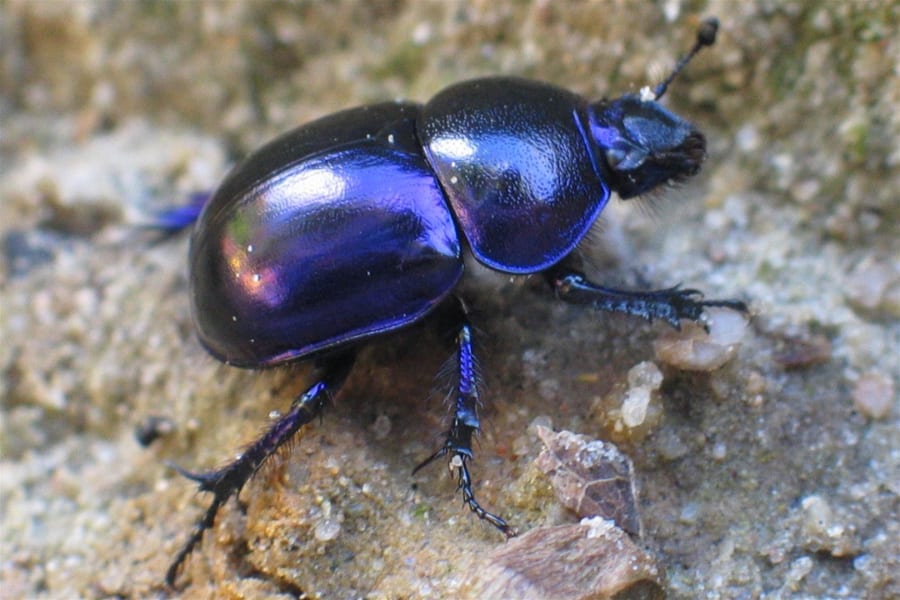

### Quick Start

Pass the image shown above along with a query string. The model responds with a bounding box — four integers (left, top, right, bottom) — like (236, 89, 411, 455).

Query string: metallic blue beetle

(166, 18, 743, 586)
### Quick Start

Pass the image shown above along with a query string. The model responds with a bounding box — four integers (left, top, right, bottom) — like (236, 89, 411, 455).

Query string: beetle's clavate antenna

(654, 17, 719, 100)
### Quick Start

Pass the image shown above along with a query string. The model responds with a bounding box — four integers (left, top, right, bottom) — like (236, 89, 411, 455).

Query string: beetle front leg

(166, 351, 355, 587)
(546, 266, 747, 329)
(414, 307, 514, 538)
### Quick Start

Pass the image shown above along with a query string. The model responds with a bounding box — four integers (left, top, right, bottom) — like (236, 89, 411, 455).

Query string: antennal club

(654, 17, 719, 100)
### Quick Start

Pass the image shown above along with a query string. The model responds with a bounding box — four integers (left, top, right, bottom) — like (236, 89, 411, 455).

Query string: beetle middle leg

(546, 262, 747, 329)
(414, 299, 514, 538)
(165, 351, 355, 587)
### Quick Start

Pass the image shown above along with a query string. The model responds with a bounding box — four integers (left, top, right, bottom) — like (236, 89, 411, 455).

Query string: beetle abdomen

(190, 103, 461, 367)
(420, 77, 609, 274)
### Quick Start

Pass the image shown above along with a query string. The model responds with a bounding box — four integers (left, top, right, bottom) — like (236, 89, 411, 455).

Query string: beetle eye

(605, 148, 626, 169)
(605, 145, 647, 172)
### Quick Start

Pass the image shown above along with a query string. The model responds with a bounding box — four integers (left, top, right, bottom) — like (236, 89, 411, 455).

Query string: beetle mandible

(164, 17, 745, 586)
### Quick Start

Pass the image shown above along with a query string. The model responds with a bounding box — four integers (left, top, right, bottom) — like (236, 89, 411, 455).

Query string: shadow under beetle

(164, 17, 745, 586)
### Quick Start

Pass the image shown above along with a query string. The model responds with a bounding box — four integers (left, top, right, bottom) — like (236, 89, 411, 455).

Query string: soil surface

(2, 2, 897, 599)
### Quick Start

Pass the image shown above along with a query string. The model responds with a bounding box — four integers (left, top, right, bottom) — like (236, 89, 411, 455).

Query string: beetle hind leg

(414, 307, 515, 538)
(165, 352, 354, 588)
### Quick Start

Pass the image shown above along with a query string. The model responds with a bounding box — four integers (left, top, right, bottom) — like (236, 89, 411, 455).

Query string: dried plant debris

(534, 426, 641, 536)
(466, 517, 663, 600)
(773, 332, 832, 370)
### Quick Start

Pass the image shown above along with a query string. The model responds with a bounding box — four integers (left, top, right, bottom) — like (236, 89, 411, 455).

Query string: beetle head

(585, 16, 718, 199)
(586, 95, 706, 199)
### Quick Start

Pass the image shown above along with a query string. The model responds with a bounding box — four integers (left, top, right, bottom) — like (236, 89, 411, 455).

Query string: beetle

(163, 17, 745, 586)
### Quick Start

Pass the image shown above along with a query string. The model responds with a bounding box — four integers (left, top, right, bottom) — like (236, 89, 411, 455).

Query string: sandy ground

(1, 2, 897, 598)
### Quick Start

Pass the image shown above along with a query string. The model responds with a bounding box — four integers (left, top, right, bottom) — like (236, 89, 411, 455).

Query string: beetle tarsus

(548, 270, 747, 330)
(414, 436, 515, 538)
(165, 493, 226, 587)
(414, 316, 513, 538)
(165, 353, 354, 588)
(455, 453, 515, 537)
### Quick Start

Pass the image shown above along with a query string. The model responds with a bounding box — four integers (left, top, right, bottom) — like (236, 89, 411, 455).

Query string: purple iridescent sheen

(190, 102, 461, 367)
(420, 77, 610, 273)
(188, 81, 704, 369)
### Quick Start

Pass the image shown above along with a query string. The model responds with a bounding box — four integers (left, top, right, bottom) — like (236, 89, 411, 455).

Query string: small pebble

(621, 362, 663, 428)
(800, 495, 854, 557)
(313, 518, 341, 542)
(845, 257, 900, 317)
(786, 555, 814, 585)
(852, 371, 894, 419)
(654, 307, 747, 370)
(711, 442, 727, 461)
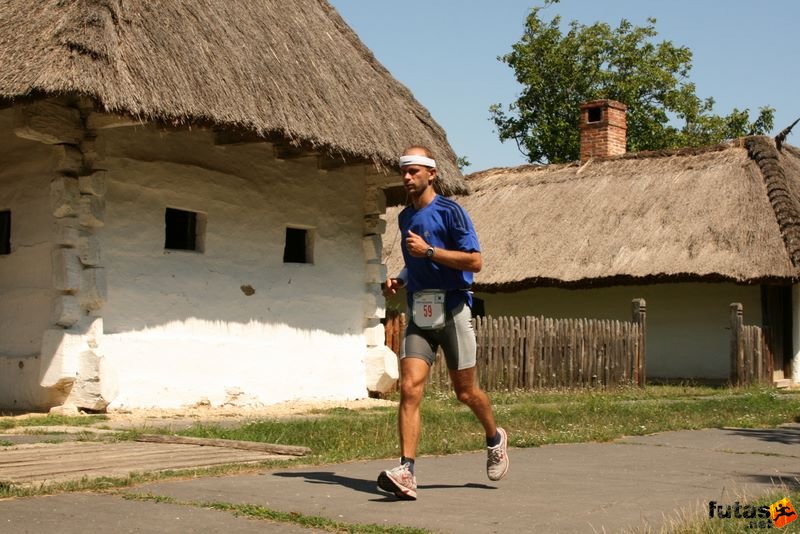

TASK BRIEF. Restate every entry above word for word; no picture belongs in the copy.

REPLY.
### Quick Start

Pass the image shown above along with a query string. The model responds with a bounding box — four integers (left, top, right, bottom) — like (236, 89, 411, 455).

Query string: metallic blue beetle

(166, 18, 743, 586)
### Quick Start

Pass the image shown above along with a query string. The model responds with a bounding box — four integers (left, top, right, bottom) — like (236, 89, 411, 455).

Query string: beetle's clavate antenna

(654, 17, 719, 100)
### Quick Start

Pass the image shown above along with a query string. The model responds with a bounding box — four integers (left, top, right, bottom) — like (236, 89, 411, 455).

Query string: beetle front leg

(166, 351, 355, 587)
(546, 266, 747, 329)
(414, 307, 514, 538)
### Quick Start

Pass the image shown above along with a query string. The model responds with a bounding box — four integers (left, top, right, bottom) — like (236, 89, 411, 455).

Query string: antennal club

(654, 17, 719, 100)
### Quick Start

Pass the image shown above along with a query string. The model responds with a bounding box — four integers (left, top, right, bottom) — like (236, 89, 411, 455).

Query string: beetle middle leg

(546, 262, 747, 329)
(414, 299, 514, 538)
(165, 351, 355, 587)
### Quick Start

Pass the image shown above along with a query string. The model responds with a bounding box — four integers (left, top, right, bottom) — like (236, 89, 411, 455).

Query string: beetle abdomen

(190, 103, 461, 367)
(420, 77, 609, 274)
### Quick Start

Pass the image shown above along with a query string. The model responds with a bounding box — four integers (left, top, right, bottom) — like (236, 89, 411, 455).

Query string: beetle eye

(605, 148, 626, 169)
(605, 145, 647, 172)
### Quick Start

Pass the image shown above along with a query string. The model responds with a bounding box — four integers (left, top, right, bottom) — like (236, 89, 411, 455).

Query string: beetle mandible

(164, 17, 745, 586)
### Quick Start

Pass the image shown above along with a query string. The model responds with a bounding box — four integers (left, top, right, bottom) — like (236, 89, 411, 455).

Query string: shadow under beetle

(164, 17, 745, 586)
### Quick Start

Pass the image shown above along with a query string. The model responds with a bounding box — four integers (left, top, right, bottom) — like (236, 89, 411, 455).

Query string: soil surface

(2, 2, 897, 599)
### Quick Start

Pass the image shown above along with a query string. The model responds with a bounding box — four integers (left, top, right, bottom) — like (236, 89, 411, 455).

Query string: beetle hind leg

(414, 307, 515, 538)
(165, 352, 354, 588)
### Quick Start

Pass the image shown above along with a query string. The model responds with a bounding box — four integers (left, top, right, bottom) — like (236, 89, 411, 455).

Query string: dried plant debris

(534, 426, 641, 536)
(466, 517, 663, 600)
(773, 332, 832, 370)
### Quick Start

Pass the image shown above along with a query string. The model responds with a bounding box — four integers (left, top, right, bottom) — like (236, 89, 411, 455).

Query string: beetle head

(585, 16, 718, 199)
(586, 95, 706, 199)
### Quick Start

Pass the image shown above along with a query string. The model responds with a bounding box — four integers (left, top, right, bottom) — like (236, 89, 411, 455).

Query string: beetle

(163, 17, 745, 586)
### Quick Start

Pass the image shown above along with a query string. The model responds with a bounding box — four integers (left, top, right, bottom) — like (236, 89, 411, 455).

Query string: sandy ground

(1, 2, 897, 598)
### Quick Start

Pass the image shown above along with a query string. The model responds with a bounding box — four integers (left, top, right, bottom) — like (236, 89, 411, 455).

Query string: beetle tarsus

(548, 270, 747, 330)
(414, 436, 515, 538)
(165, 493, 226, 587)
(414, 316, 513, 538)
(165, 353, 354, 588)
(455, 453, 515, 537)
### Quick Start

Pass the image shown above along with a query string. The model responds with a bounding box — four integers (left, top, right, bottom) — like (236, 89, 411, 455).

Query string: purple iridescent sheen

(190, 102, 461, 367)
(420, 77, 610, 273)
(188, 81, 704, 369)
### Quick Start

Pass the image shown above along with a query string. The model responds with a bounding box — four integers (left, top, right, bottom) — like (236, 89, 411, 455).

Query string: small pebble

(621, 362, 663, 428)
(800, 495, 854, 557)
(313, 518, 341, 542)
(845, 257, 900, 317)
(786, 555, 814, 585)
(852, 371, 894, 419)
(654, 307, 747, 370)
(711, 442, 727, 461)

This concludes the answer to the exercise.